• Sunulan alıntı
>>>

Geçen hafta havanın güzelliğinden yararlanıp gazeteci arkadaşımız Bülent Deveci ile birlikte önce Faroz Limanı ve sonrasında sahil boyunca Ganita'ya doğru bir gezinti yaptık.

Doktorların sık sık öğütlediği 10 bin adımı yakaladık.

Denizden gelen iyot kokusuna eski anılar eşlik edince keyifli bir yürüyüştü diyebiliriz.

Sahil kesimindeki çalışmalar devam ediyor.

Eğer planlandığı gibi sonuçlanırsa Trabzon sosyal hayatının denizle barışık tarafı yeniden renklenecek diye beklenti var.

Bu beklentileri şöyle sıralayabiliriz:

1-Ayasofya'nın altında yeniden oluşan Uzunkum Plajı zaman geçirilmeden düzenlenmeli.

2-Gülcemal dolgusunun olduğu bölgeden Faroz arasındaki düzenleme, Faroz Limanı ve çevresinde de yapılarak yeni “nefes alma” mekanları oluşturulabilir.

3-Sahilin birçok kesiminde Ganita'ya, Moloz'a doğru gidildikçe halen denize akan kanalizasyonlara çözüm bulunamadıkça o bölgelerdeki hiçbir projenin anlamı kalmaz.

4-Yürüyüş yolları Ganita'ya kadar ağaçların altında denizin serinliğini hissederek devam ettirilmeli.


 

5-Ganita'dan Akyazı'ya kadar kurulacak raylı sistemle şehre ayrı bir güzellik ve hareketlilik kazandırılabilir.

Bugünlerde sahilde sürdürülen çalışmaların içine raylı sistemi de dahil edersek, yarın bir daha sıkça yapılan “yapıp yıkma işlemi”ne de gerek kalmaz.

6-Büyükşehir Belediyesinden edindiğimiz bilgilere göre bu hattın ihalesi ve planlaması ile ilgili işlemler yakın zamanda başlatılacakmış.

7-Denizi ile barışık bir kent, doğal ve tarihi zenginliklerine de ayrı bir değer katmış olacak.

8-Sahil boyu işleyen raylı taşımacılık sistemi de Trabzon'u turizm anlamında daha da cazip bir kent yapacaktır.

<<<

• Veri satırları
>>>

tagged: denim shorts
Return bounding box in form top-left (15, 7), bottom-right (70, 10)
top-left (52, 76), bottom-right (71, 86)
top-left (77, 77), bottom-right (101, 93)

<<<

• Yazılı yönerge 1
Trabzon sahili yazısından, "Sahil kesimindeki çalışmalar" sözcüklerinin bulunduğu yerden başlayıp "hissederek devam ettirilmeli." sözcüklerinden sonra bitecek şekilde ilgili bölümü harfi harfine aktarın.
• Yazılı yönerge 2
Trabzon sahili yazısında "3-Sahilin birçok kesiminde" diye başlayan paragrafı, temel bilgilerini koruyarak daha kısa biçimde yeniden yazın.
Yanıt verirken yalnızca Trabzon sahili yazısına dayanın.

• Beklenen yanıt 1
Sahil kesimindeki çalışmalar devam ediyor.

Eğer planlandığı gibi sonuçlanırsa Trabzon sosyal hayatının denizle barışık tarafı yeniden renklenecek diye beklenti var.

Bu beklentileri şöyle sıralayabiliriz:

1-Ayasofya'nın altında yeniden oluşan Uzunkum Plajı zaman geçirilmeden düzenlenmeli.

2-Gülcemal dolgusunun olduğu bölgeden Faroz arasındaki düzenleme, Faroz Limanı ve çevresinde de yapılarak yeni “nefes alma” mekanları oluşturulabilir.

3-Sahilin birçok kesiminde Ganita'ya, Moloz'a doğru gidildikçe halen denize akan kanalizasyonlara çözüm bulunamadıkça o bölgelerdeki hiçbir projenin anlamı kalmaz.

4-Yürüyüş yolları Ganita'ya kadar ağaçların altında denizin serinliğini hissederek devam ettirilmeli.

• Beklenen yanıt 2
Ganita ve Moloz yönünde sahilin birçok yerinde denize akan kanalizasyonlara çözüm bulunmadıkça bu bölgelerdeki hiçbir projenin anlamı kalmaz.